● Task description:
Return each line in the listing below that contains the string "ceiling". Letter case must match.

● Provided entries:
= = = = =

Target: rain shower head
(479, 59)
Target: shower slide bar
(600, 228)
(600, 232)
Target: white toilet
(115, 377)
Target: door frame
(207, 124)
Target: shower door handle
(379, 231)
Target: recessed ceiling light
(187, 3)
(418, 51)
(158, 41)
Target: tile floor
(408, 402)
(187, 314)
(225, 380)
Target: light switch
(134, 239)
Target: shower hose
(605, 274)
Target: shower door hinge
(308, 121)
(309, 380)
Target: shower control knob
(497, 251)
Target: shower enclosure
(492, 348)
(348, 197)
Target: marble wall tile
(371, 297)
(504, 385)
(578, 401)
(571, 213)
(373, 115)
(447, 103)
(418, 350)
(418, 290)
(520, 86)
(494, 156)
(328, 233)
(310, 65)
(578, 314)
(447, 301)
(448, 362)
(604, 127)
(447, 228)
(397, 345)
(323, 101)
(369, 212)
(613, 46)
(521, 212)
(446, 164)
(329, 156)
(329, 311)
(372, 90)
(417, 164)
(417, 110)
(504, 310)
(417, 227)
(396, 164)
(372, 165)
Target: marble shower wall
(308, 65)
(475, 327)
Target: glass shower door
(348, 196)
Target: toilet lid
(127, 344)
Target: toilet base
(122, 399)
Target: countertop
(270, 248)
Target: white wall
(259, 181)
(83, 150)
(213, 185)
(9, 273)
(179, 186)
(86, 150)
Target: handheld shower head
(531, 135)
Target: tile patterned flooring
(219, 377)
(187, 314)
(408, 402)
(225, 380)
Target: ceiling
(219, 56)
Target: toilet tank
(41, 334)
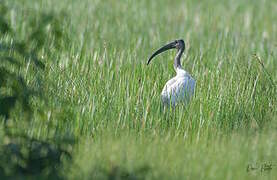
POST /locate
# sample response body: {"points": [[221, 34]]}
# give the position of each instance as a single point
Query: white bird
{"points": [[181, 87]]}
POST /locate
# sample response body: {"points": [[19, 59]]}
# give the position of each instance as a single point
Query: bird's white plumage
{"points": [[178, 89]]}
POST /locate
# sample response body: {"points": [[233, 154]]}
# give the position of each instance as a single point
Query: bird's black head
{"points": [[177, 44]]}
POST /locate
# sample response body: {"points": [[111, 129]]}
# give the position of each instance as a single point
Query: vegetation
{"points": [[77, 100]]}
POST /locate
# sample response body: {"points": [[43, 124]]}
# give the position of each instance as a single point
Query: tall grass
{"points": [[99, 90]]}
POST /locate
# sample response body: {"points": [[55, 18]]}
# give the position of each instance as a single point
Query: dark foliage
{"points": [[21, 155]]}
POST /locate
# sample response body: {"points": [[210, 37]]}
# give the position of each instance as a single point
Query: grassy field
{"points": [[100, 103]]}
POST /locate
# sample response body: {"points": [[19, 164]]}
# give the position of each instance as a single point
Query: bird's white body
{"points": [[181, 87], [178, 89]]}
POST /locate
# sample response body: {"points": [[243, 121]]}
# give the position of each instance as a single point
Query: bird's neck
{"points": [[177, 60]]}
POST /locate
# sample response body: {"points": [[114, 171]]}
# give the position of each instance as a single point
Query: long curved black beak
{"points": [[171, 45]]}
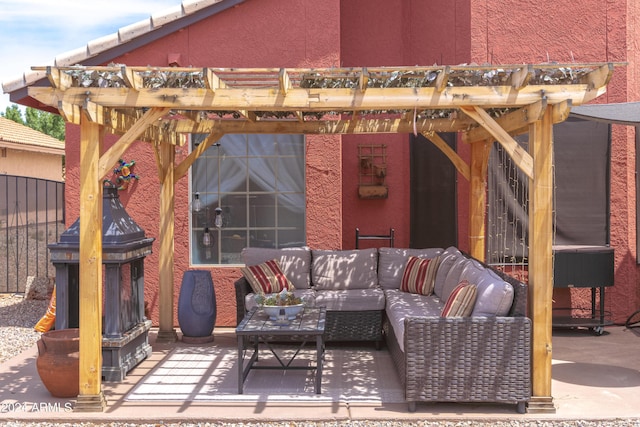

= = = = =

● Answer to the problem:
Target: recessed ceiling light
Target: ceiling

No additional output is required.